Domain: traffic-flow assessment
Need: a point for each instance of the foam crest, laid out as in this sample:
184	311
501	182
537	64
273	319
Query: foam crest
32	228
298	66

..............................

## Objective
Copy the records above word for word.

## Right answer
Domain: traffic-flow assessment
Need: a point for each instance of the foam crest, laid out as in this sample:
184	311
501	182
537	64
273	319
Query: foam crest
32	228
298	66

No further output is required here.